Excerpted text.
Tuesday, October 22, 2013

Philosophers should be interested in ‘common currency’ claims in the cognitive and behavioural sciences

I'm presenting on this topic at the 2014 conference of the PSSA (Philosophical Society of Southern Africa) to be held in Bloemfontein in January. (If all goes according to plan, my collaborator Blaize Kaye will be presenting something about subsumption architectures and common currencies - watch this space for updates.)

The text below is my submitted abstract. I'll post a working text of the paper in due course. The aim of this paper is simply to document some of the variety in common currency claims, and argue that they are of specific philosophical interest. (That is, I'm not defending any more specific claims about whether any particular currency thesis is true or not.)


A recurring claim made in a number of behavioural, cognitive and neuro-scientific literatures is that there is, or must be, a unidimensional ‘common currency’ in which the values of different available options are represented.

There is striking variety in the quantities or properties that have been proposed as determinants of the ordering in motivational strength. Among those seriously suggested are pain and pleasure, biological fitness, reward and reinforcement, and utility among economists, who have regimented the notion of utility in a variety of ways, some of them incompatible.

This topic deserves philosophical attention for at least the following reasons: (1) Repeated invocation of the ‘common currency’ idiom isn’t merely terminological coincidence because most of the claims are competing explanations for one or the other of two putative kinds of fact. In one case the currency represents a principle of manifest pattern in choices. In the other, it is a functional part of the processes which produce choice. (2) We can’t suppose that the different currency claims within each area are compatible, because there are significant obstacles to identifying pairs of members of either the ‘pattern’ or ‘process’ group. (3) There are, finally, seriously opposed positions about the relationships (generally, and in specific cases including that of humans) between the pattern facts and the process facts.

Philosophical positions both favouring and opposing a common currency exist. Philosophers who incline to view their positions as at least partly empirical, should be more interested in the issues outlined here than they are.

This text was updated slightly on 11 January 2014.

Supplied information.
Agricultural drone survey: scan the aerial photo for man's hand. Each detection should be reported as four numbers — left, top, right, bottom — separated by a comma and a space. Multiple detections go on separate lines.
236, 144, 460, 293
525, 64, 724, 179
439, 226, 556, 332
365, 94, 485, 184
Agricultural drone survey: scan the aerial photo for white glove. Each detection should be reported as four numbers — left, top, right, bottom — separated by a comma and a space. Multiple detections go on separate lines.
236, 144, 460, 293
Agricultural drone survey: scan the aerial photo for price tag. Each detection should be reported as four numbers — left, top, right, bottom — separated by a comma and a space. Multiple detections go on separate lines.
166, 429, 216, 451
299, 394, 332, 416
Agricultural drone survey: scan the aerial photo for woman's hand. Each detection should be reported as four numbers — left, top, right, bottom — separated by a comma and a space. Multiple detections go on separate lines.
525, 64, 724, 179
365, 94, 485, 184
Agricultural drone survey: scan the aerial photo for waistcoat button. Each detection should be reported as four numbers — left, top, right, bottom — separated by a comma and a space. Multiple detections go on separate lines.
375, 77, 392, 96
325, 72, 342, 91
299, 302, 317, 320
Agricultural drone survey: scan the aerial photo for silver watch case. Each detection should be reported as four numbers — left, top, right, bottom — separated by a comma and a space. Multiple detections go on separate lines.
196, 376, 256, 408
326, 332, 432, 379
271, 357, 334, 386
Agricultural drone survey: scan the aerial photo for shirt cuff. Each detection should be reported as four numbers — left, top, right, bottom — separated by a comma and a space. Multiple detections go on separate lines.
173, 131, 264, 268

Task to complete. What does the post on common currency claims say, word for word, from "The text below" up to and including "true or not.)"?

Task solution.
The text below is my submitted abstract. I'll post a working text of the paper in due course. The aim of this paper is simply to document some of the variety in common currency claims, and argue that they are of specific philosophical interest. (That is, I'm not defending any more specific claims about whether any particular currency thesis is true or not.)